* _EXERCISE REQUIREMENTS_
Set down all of the records exactly, leaving none out.
===== TASK INPUTS
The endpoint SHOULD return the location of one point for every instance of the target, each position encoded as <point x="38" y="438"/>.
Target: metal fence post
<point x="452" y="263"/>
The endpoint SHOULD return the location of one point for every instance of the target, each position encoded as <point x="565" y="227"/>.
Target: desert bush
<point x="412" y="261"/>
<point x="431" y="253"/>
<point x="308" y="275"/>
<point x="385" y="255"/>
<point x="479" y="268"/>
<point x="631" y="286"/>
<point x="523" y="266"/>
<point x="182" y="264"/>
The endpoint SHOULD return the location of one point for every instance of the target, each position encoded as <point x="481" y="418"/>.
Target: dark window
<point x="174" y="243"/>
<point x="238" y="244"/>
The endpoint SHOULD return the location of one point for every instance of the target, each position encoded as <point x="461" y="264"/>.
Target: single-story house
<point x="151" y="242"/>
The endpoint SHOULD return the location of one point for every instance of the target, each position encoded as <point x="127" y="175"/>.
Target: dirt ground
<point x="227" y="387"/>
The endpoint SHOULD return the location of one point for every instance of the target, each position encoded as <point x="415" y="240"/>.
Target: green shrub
==========
* _THE COMPLETED TASK_
The endpoint SHOULD return the location of one point for every instance of the target, each position encoded as <point x="38" y="438"/>.
Target: metal fence post
<point x="452" y="263"/>
The endpoint SHOULD return the location of one point for every instance of the target, each position encoded as <point x="565" y="227"/>.
Target: desert bush
<point x="412" y="261"/>
<point x="431" y="253"/>
<point x="308" y="275"/>
<point x="385" y="255"/>
<point x="479" y="268"/>
<point x="631" y="286"/>
<point x="523" y="266"/>
<point x="182" y="264"/>
The endpoint SHOULD return the location of one point for every instance of the target, each position encoded as <point x="481" y="418"/>.
Target: dark window
<point x="174" y="243"/>
<point x="238" y="244"/>
The endpoint SHOULD return the location of one point for every instance of the target, each position encoded as <point x="461" y="264"/>.
Target: single-story house
<point x="151" y="242"/>
The endpoint SHOULD return the location of one point for every instance of the target, each position encoded as <point x="127" y="175"/>.
Target: dirt ground
<point x="227" y="387"/>
The endpoint SHOULD return the location of one point for every instance of the target, each position encoded as <point x="415" y="240"/>.
Target: green shrub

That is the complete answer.